_Records_:
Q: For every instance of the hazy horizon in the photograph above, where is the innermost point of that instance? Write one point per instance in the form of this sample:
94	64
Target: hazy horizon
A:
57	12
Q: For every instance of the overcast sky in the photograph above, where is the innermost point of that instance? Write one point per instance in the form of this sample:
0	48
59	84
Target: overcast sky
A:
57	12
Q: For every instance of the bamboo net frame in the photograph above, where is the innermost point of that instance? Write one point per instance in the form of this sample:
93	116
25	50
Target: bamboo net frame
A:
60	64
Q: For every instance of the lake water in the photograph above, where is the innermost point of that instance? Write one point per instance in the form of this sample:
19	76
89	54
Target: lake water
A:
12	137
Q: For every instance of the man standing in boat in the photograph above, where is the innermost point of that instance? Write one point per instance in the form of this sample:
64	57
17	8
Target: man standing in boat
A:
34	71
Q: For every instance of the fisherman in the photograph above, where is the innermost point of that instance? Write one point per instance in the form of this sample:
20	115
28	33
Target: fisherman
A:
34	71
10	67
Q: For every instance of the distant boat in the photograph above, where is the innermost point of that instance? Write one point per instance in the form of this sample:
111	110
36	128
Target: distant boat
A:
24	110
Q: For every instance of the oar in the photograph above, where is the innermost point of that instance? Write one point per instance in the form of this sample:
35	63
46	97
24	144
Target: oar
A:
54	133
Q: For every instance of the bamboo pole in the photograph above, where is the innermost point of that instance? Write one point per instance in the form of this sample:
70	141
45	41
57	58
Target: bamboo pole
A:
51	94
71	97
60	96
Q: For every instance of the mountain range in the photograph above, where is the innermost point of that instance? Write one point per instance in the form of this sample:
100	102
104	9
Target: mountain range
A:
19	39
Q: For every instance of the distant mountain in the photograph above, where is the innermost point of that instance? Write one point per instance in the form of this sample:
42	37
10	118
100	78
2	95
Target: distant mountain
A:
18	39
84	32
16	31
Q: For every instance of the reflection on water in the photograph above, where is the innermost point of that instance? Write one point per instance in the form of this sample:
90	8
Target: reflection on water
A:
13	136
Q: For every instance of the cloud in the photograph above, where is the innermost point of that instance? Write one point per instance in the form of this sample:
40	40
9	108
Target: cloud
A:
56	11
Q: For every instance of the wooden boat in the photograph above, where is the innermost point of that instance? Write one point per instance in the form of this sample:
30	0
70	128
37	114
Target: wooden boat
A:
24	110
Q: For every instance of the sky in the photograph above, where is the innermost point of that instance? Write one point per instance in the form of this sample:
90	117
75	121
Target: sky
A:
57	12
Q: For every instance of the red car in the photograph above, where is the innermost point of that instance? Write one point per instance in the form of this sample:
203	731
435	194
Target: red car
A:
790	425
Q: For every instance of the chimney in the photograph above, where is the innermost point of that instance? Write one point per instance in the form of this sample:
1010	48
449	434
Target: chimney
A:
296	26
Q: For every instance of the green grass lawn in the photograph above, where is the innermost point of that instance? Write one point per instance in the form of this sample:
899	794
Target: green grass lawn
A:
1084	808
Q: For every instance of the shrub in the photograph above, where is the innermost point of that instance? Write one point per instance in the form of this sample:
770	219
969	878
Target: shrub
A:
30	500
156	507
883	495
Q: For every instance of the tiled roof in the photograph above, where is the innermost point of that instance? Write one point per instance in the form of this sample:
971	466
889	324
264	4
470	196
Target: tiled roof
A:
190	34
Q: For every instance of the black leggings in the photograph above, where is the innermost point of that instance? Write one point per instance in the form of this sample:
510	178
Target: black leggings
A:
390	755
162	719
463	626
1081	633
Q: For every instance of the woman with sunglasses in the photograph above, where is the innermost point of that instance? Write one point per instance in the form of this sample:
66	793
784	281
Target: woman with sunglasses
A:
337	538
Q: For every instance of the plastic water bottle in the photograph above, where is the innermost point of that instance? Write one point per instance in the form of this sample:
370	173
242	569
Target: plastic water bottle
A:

_Objective_:
Copy out the whole listing above word for word, with no changes.

_Answer to the task_:
Q: For every instance of the hazy horizon in the photograph above, where is the innermost point of that instance? Write one point per instance in the form of this sample:
94	64
Target: hazy horizon
A:
57	12
Q: For every instance of the overcast sky in the photograph above, where is the innermost point of that instance? Write one point per instance in the form of this sample:
0	48
59	84
Target: overcast sky
A:
57	12
Q: For every instance of the bamboo net frame in the photograph above, where is the innermost point of that instance? Write one point per instance in the form of this sample:
93	116
25	50
Target: bamboo net frame
A:
60	64
Q: For every instance of the lake water in the photograph above, where is the innermost point of that instance? Write one point per instance in the form of this sample:
19	76
89	54
Target: lake water
A:
12	137
Q: For every instance of the man standing in boat in the photograph above, where is the innermost point of that instance? Write one point per instance in the form of this sample:
64	57
17	8
Target: man standing in boat
A:
34	71
Q: For every instance of the fisherman in the photograph above, where is the innermost point of that instance? Write one point per instance in the form of this sample:
20	115
28	33
Target: fisherman
A:
34	71
10	67
Q: For every instance of the distant boat in the photograph above, where is the innermost point of that instance? Write one point per instance in the form of this sample:
111	110
36	128
Target: distant boat
A:
24	110
Q: For every instance of the oar in the photograph above, where is the innermost point of that instance? Write one point per instance in the form of this sample:
35	63
46	97
24	144
Target: oar
A:
54	133
Q: For every instance of the bamboo pole in the photograph above, where is the innermost point of that instance? Write one point per instance in the form of this sample:
70	141
45	41
57	58
Target: bamboo pole
A:
51	94
71	97
60	96
Q: For every instance of the mountain range in the photograph above, where is the innermost point of that instance? Write one point per instance in the form of this sample:
100	102
104	9
Target: mountain range
A:
19	39
Q: For every instance of the distant mountain in the photograph above, where is the innermost point of that instance? Write one point per instance in the form of this sample:
42	37
10	118
100	78
2	95
Target: distant mountain
A:
18	39
84	32
16	31
Q: For every instance of the reflection on water in the photograph above, where is the innermost point of that instance? Write one point per instance in the form of this sample:
90	8
Target: reflection on water
A:
13	136
Q: For every instance of the cloud in the photograph above, where is the innermost point of that instance? Write one point per instance in the form of this sample:
40	40
9	108
Target: cloud
A:
56	11
Q: For every instance of the wooden boat in the photograph above, where is the innermost point of that instance? Write one point per instance in the form of this sample:
30	0
70	128
37	114
Target: wooden boat
A:
24	110
Q: For every instance of the sky in the photograph above, where is the innermost point of that instance? Write one point per instance in the form of this sample:
90	117
75	121
Target: sky
A:
57	12
Q: For every instance of the red car in the photograph above, where is the innermost point of that instance? Write one point per instance in the form of this sample:
203	731
435	194
Target: red car
A:
790	425
Q: For every instance of the chimney in the photograph above, where is the innermost point of that instance? Write one point per instance in the form of this sample:
1010	48
449	434
Target: chimney
A:
296	26
Q: For every instance of the green grass lawn in the photograph above, where is the innermost point of that instance? Write one point per instance in the form of this sample:
899	794
Target: green grass lawn
A:
1084	808
Q: For every instance of the shrub in the photograph above, where is the innermost point of that instance? Write one point per instance in the form of this sample:
770	219
969	878
Target: shrub
A:
30	500
156	507
883	495
Q: For every instance of the tiled roof in the photograph above, where is the innermost point of that instance? Write one point per instance in the form of this sample:
971	466
889	324
264	4
470	196
Target: tiled roof
A:
190	34
Q: For every instance of the black leggings in the photograph above, where is the innermost point of that instance? Write one point per instance in the form of this sample:
510	178
Target: black leggings
A:
390	755
162	719
463	626
1081	633
Q: For every instance of the woman with sunglasses in the photograph above, where is the innermost point of that instance? Write one point per instance in the form of this sample:
66	793
784	281
Target: woman with sunglasses
A:
337	538
Q: For every instance of the plastic water bottle in the photograph above, where is the innermost point of that instance? Write one point per instance in the form of this sample:
370	173
242	569
Target: plastic water bottle
A:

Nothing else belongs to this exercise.